§ Requirement
When the string "window" occurs in a line of the records, show that line.

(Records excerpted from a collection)
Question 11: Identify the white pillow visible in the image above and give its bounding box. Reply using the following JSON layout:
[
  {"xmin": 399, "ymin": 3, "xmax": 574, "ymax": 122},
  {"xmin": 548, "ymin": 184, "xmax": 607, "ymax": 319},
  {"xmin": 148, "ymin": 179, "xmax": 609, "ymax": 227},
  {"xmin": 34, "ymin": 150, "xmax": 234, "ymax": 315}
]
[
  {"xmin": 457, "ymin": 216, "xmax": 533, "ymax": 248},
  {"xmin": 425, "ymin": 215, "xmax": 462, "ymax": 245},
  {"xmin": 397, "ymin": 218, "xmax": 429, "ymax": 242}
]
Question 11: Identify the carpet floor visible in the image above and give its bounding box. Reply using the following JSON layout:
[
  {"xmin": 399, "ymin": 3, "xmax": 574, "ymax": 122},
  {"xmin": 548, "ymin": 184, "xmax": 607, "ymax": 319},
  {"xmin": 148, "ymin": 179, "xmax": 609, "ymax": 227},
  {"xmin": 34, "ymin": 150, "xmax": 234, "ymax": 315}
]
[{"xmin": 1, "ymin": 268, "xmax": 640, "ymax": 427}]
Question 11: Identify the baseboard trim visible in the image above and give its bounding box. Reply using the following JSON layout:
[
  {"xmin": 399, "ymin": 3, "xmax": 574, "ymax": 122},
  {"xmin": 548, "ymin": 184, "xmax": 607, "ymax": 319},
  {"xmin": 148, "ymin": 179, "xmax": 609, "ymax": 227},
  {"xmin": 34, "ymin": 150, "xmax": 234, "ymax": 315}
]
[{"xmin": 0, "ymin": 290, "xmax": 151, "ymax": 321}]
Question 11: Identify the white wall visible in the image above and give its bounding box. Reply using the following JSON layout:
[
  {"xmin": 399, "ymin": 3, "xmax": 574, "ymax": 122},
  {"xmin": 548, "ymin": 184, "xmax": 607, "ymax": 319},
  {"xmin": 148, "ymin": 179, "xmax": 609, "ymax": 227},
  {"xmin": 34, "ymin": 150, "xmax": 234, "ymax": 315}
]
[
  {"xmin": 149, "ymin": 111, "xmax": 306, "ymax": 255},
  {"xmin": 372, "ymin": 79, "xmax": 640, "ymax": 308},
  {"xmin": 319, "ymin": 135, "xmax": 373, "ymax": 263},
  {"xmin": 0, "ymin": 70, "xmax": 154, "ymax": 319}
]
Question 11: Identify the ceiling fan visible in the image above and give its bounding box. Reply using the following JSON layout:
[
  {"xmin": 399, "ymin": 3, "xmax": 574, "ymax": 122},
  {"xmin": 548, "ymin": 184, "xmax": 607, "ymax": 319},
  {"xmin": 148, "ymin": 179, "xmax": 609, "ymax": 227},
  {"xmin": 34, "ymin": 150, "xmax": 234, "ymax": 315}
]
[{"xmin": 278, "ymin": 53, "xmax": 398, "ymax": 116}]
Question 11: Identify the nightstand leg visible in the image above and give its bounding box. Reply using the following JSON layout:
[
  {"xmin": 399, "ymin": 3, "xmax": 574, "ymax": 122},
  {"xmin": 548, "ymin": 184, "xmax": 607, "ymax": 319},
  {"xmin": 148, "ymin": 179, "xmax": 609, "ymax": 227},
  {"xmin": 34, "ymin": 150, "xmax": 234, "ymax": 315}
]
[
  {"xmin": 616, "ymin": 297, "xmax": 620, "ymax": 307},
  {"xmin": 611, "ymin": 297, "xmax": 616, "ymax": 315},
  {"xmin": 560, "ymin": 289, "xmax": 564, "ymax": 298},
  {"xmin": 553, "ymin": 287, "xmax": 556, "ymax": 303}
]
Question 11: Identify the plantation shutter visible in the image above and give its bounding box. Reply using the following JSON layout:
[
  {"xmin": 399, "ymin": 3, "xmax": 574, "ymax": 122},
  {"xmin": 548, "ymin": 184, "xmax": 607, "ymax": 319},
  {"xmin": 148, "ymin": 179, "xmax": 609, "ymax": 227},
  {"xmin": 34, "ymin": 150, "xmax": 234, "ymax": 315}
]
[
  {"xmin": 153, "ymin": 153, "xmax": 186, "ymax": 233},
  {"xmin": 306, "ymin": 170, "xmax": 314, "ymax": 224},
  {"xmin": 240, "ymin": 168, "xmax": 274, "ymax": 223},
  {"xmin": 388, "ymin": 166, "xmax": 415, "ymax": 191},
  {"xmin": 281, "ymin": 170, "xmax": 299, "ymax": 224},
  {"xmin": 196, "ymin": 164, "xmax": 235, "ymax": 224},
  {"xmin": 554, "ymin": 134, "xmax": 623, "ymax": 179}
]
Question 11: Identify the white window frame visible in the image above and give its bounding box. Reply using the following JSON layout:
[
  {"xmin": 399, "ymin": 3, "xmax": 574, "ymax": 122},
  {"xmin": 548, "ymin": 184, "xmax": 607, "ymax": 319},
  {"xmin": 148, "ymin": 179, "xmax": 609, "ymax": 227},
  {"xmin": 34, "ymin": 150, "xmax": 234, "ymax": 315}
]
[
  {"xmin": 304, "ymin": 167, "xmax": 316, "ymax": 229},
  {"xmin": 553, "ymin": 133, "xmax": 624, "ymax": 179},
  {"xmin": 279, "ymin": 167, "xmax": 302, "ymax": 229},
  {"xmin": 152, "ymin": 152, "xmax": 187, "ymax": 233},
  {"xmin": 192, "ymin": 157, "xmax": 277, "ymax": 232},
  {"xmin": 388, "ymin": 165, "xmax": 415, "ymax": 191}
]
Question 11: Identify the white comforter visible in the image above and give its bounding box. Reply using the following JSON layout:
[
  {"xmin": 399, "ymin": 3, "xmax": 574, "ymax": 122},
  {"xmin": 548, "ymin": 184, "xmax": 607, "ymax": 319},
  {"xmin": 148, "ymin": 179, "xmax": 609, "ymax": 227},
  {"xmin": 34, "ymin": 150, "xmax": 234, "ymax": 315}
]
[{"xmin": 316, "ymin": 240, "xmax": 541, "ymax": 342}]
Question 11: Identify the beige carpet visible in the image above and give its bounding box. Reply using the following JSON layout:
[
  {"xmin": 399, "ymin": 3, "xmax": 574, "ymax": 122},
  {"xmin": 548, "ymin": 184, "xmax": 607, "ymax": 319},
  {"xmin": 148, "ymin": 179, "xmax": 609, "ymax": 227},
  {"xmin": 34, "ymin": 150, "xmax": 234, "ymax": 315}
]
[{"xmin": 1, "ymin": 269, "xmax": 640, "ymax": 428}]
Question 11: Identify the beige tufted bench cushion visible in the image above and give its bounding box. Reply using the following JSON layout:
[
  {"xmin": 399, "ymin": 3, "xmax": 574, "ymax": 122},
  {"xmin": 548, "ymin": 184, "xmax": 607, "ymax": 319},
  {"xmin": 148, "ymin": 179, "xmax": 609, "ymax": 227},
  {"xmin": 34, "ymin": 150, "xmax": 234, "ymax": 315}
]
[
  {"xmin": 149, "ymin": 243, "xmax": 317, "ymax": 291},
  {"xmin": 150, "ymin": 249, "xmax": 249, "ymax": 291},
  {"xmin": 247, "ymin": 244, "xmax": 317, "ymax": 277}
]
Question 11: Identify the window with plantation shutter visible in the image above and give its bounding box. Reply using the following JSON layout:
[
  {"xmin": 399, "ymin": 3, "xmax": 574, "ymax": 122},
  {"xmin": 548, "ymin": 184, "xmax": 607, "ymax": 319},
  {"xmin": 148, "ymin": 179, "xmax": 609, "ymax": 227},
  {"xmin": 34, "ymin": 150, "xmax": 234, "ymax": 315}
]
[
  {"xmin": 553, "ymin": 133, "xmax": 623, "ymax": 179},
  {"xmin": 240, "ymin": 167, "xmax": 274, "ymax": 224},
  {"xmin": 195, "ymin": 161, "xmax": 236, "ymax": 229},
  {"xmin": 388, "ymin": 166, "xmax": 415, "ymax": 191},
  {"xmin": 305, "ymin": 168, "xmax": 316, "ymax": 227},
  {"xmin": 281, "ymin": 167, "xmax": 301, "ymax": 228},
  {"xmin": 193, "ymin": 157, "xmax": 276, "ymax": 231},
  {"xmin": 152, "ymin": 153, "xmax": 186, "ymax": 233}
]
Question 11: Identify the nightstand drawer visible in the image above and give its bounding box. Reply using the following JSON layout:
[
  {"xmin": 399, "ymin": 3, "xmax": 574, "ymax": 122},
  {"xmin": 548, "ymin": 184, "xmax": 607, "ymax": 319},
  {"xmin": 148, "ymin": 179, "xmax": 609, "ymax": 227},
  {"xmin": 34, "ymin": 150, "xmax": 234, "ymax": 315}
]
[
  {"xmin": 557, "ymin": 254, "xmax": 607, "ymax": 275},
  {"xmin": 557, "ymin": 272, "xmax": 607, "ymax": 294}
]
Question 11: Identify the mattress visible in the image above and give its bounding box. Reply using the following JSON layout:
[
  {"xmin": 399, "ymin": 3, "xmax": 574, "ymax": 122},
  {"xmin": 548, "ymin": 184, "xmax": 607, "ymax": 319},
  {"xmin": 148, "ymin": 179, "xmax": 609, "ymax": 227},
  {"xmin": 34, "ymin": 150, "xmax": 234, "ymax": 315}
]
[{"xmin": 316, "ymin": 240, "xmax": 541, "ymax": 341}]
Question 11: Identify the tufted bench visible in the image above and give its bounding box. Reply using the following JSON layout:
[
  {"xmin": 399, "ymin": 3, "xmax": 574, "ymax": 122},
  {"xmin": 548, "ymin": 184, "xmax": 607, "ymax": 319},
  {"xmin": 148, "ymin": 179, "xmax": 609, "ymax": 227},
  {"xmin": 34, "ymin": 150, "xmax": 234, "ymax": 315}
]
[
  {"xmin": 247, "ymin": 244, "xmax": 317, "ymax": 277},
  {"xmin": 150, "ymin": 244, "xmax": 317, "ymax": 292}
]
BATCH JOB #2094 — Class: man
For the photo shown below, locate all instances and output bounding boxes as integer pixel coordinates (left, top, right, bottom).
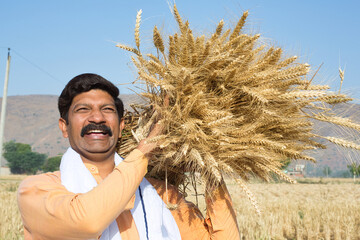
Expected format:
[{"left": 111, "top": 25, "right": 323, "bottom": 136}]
[{"left": 17, "top": 73, "right": 240, "bottom": 239}]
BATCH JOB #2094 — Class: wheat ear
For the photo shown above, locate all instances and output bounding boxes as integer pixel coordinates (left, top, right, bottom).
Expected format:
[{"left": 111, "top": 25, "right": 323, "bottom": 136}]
[
  {"left": 153, "top": 26, "right": 165, "bottom": 53},
  {"left": 324, "top": 137, "right": 360, "bottom": 150},
  {"left": 236, "top": 178, "right": 261, "bottom": 216},
  {"left": 116, "top": 43, "right": 139, "bottom": 55},
  {"left": 135, "top": 9, "right": 142, "bottom": 50}
]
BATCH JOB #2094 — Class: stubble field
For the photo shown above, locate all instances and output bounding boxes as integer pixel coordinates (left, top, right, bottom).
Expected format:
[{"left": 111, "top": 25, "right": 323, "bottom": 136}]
[
  {"left": 226, "top": 178, "right": 360, "bottom": 239},
  {"left": 1, "top": 176, "right": 359, "bottom": 240},
  {"left": 0, "top": 175, "right": 24, "bottom": 240}
]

§ Answer below
Question 11: Identify the white window frame visible in the image above and give its bounding box. Reply using the following JSON layout:
Question 11: Identify the window with plantation shutter visible in the image above and give its bounding box. Reply using the following JSON layout:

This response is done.